### STATED PROBLEM
Filter the records below, copying every line that contains the word "blurred", and treat case as significant.

--- Begin ITEMS ---

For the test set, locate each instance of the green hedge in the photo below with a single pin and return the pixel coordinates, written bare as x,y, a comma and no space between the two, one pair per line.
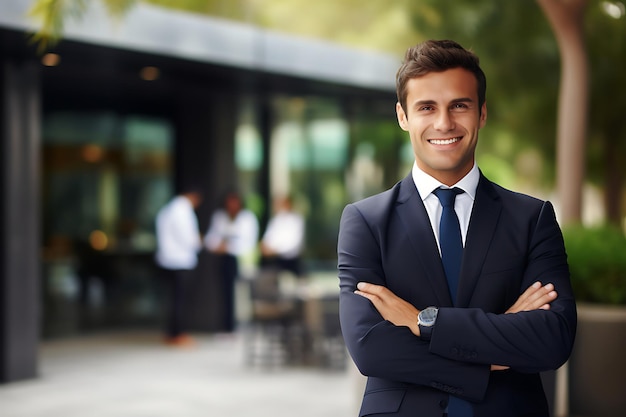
597,260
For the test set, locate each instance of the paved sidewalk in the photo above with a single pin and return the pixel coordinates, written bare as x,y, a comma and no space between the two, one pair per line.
134,375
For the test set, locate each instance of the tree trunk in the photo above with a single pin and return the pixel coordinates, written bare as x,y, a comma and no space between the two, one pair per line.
566,19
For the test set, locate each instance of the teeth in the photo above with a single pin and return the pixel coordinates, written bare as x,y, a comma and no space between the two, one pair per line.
444,141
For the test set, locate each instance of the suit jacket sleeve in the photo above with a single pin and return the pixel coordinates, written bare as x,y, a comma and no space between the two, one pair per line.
530,341
378,348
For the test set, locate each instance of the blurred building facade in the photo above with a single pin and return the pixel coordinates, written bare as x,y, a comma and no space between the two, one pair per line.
102,129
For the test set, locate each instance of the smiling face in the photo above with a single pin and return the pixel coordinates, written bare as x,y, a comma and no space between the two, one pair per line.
443,118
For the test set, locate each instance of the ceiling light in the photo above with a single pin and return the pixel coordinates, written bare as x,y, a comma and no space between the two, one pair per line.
51,60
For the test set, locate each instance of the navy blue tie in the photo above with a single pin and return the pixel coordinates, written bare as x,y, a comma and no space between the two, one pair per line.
450,238
451,245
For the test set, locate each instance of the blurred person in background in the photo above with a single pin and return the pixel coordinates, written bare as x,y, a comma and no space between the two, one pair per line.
178,243
452,324
233,232
283,240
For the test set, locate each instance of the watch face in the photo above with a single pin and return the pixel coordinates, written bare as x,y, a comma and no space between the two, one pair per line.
428,316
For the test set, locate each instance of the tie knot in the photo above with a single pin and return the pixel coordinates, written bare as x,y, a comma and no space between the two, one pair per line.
447,195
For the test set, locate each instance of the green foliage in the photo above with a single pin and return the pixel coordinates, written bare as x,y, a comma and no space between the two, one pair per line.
597,260
53,14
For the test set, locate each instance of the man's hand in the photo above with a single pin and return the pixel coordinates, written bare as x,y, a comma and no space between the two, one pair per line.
390,306
536,297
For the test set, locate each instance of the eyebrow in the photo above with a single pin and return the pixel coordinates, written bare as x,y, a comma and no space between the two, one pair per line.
456,100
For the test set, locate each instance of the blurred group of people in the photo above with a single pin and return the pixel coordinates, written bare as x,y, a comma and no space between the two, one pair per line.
232,233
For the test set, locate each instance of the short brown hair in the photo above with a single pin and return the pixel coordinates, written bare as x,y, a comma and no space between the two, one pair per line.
438,56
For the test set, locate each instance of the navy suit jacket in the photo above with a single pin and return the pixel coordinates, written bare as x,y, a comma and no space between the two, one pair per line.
513,240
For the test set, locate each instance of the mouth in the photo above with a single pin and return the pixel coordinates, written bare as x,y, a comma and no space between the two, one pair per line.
448,141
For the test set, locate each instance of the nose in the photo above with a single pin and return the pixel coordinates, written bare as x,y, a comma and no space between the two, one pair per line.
444,122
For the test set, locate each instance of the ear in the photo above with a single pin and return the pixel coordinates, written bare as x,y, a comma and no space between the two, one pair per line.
402,119
483,116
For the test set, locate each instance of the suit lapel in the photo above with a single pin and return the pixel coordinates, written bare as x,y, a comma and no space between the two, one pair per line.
414,218
482,226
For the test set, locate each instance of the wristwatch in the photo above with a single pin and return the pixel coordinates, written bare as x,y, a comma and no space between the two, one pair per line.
426,321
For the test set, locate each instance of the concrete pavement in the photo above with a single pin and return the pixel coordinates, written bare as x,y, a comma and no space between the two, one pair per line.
133,374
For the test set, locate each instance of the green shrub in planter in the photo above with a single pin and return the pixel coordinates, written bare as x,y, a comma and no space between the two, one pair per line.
597,260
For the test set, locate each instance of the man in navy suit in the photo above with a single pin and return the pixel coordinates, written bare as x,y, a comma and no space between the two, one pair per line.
477,351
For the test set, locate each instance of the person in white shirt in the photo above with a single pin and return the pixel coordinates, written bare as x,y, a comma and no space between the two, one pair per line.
233,232
283,240
178,244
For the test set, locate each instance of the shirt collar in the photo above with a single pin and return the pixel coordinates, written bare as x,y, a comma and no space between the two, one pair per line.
425,184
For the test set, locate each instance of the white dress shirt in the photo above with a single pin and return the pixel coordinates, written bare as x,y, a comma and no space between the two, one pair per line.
178,237
463,203
285,234
240,234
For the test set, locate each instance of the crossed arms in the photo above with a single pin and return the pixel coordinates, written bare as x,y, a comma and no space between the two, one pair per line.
401,313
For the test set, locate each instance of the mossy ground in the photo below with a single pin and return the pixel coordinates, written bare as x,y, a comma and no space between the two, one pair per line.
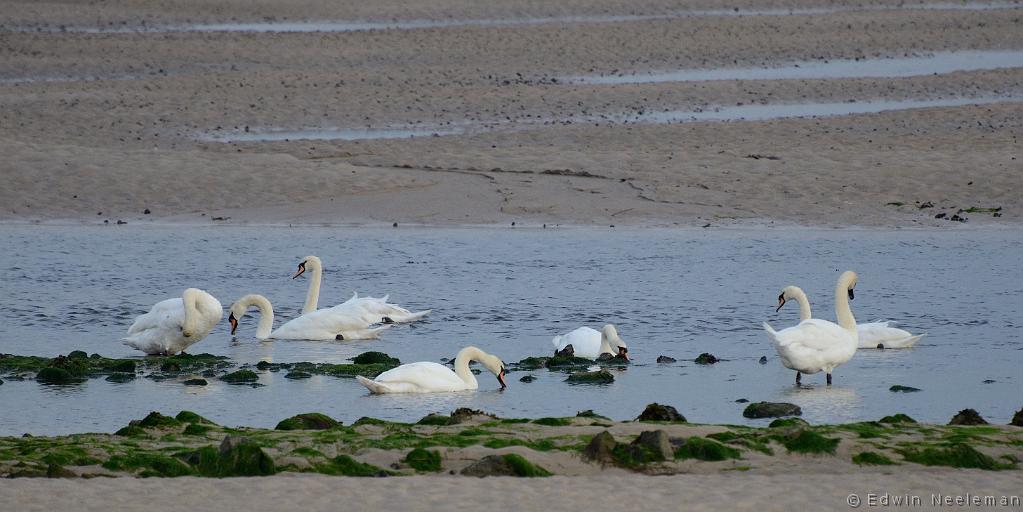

--- End ITEMS ---

### RESULT OF THE TASK
For the test set, locate each instance of the blurred building facade in the photo above with a single pin and return the pixel coordinates, written bare as x,y, a comma and no space between the two, one pair per line.
For the test set, locate each instance of the blurred person in background in the photo above with a single pin and return the pixel coordinates, written bare as x,y, a comma and no space between the two, one pair per line.
For the test set, locate each instance of the blurred group of people in the photo above with a single pin and return the pixel coordinates, written bare as x,y, a comma and no space between the two, one pair per line.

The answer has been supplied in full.